Extracted data entries
'''

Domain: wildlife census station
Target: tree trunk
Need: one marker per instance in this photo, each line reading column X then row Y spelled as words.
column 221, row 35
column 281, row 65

'''

__YOUR GOAL__
Set down all the entries again, word for word.

__ANSWER FOR THIS EXERCISE__
Domain: wildlife census station
Target: tree trunk
Need: one marker per instance in this photo, each line reading column X then row Y spelled as words.
column 221, row 35
column 281, row 65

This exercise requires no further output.